DATA >>
▬▬▬▬▬▬
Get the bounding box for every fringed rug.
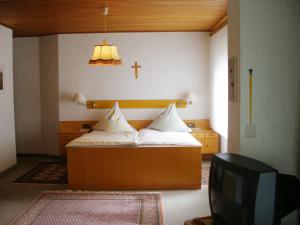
[201,161,210,185]
[14,161,210,185]
[8,191,163,225]
[14,161,67,184]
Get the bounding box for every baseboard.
[0,164,17,177]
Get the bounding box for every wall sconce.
[185,92,197,105]
[72,93,87,106]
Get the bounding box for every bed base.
[67,146,202,190]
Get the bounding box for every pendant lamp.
[89,7,122,66]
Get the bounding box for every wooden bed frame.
[66,120,206,190]
[67,145,201,190]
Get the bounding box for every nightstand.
[191,128,205,147]
[59,129,90,155]
[191,128,219,154]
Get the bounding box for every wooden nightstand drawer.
[204,132,218,139]
[59,131,90,155]
[60,134,73,139]
[191,128,220,154]
[204,138,219,153]
[59,139,71,155]
[192,132,204,139]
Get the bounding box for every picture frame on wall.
[228,56,237,102]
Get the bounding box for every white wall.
[40,35,59,155]
[12,32,217,155]
[209,26,228,153]
[228,0,300,223]
[13,37,42,154]
[13,36,60,155]
[58,32,210,121]
[239,0,300,178]
[0,25,16,172]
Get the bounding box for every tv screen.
[209,153,278,225]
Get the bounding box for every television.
[209,153,278,225]
[209,153,300,225]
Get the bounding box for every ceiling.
[0,0,227,37]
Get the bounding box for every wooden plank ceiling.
[0,0,227,37]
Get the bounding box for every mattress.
[67,129,201,148]
[137,128,201,146]
[66,130,138,148]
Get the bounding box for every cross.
[131,61,141,79]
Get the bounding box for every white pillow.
[93,102,136,132]
[147,103,191,132]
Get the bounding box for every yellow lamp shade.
[89,40,122,66]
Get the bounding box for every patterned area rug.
[14,161,67,184]
[202,162,210,185]
[8,192,163,225]
[15,161,210,185]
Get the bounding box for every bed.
[67,127,202,190]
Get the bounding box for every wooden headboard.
[87,99,187,109]
[59,119,210,132]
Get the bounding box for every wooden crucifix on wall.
[131,61,141,79]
▬▬▬▬▬▬
EXERCISE DETAILS >> Please return the records as they stand, word for word, with no pictures.

EXERCISE RESULT >>
Get the bounding box for every fringed rug.
[201,161,210,185]
[14,161,210,185]
[8,191,163,225]
[14,161,67,184]
Get the bounding box for every baseboard.
[0,164,17,177]
Get the bounding box for every wall sconce.
[185,92,197,105]
[72,93,87,106]
Get the bounding box for every bed base.
[67,146,202,190]
Get the bounding box for every pendant lamp.
[89,7,122,66]
Get the bounding box for every wooden bed frame.
[66,120,206,190]
[67,145,201,190]
Get the bounding box for every nightstand.
[191,128,205,147]
[59,129,90,155]
[191,128,219,154]
Get the bounding box for every wooden nightstand drawer.
[204,132,218,139]
[59,131,90,155]
[60,134,73,139]
[191,128,220,154]
[204,138,219,153]
[59,139,71,155]
[192,132,204,139]
Get the bounding box for every picture frame on wall.
[228,56,237,102]
Get the bounding box for every white wall.
[40,35,59,155]
[12,32,217,155]
[209,26,228,153]
[228,0,300,223]
[13,37,42,154]
[13,36,60,155]
[58,32,210,121]
[239,0,300,178]
[0,25,16,172]
Get the bounding box for every tv screen.
[209,153,278,225]
Get the bounding box for every television.
[209,153,278,225]
[209,153,300,225]
Get the bounding box for every ceiling.
[0,0,227,37]
Get the bounding box for every wooden plank ceiling.
[0,0,227,37]
Get the bounding box for every mattress.
[67,129,201,148]
[137,128,201,146]
[66,130,138,148]
Get the bounding box for every cross.
[131,61,141,79]
Get the bounding box for every white pillow.
[93,102,136,132]
[147,103,191,132]
Get the bounding box for every yellow lamp shade.
[89,40,122,66]
Get the bounding box for every patterned area rug.
[14,161,67,184]
[202,162,210,185]
[8,192,163,225]
[15,161,210,185]
Get the bounding box for every bed.
[67,127,202,190]
Get the bounding box for every wooden headboard.
[87,99,187,109]
[59,119,210,132]
Get the bounding box for every wooden crucifix on wall.
[131,61,141,79]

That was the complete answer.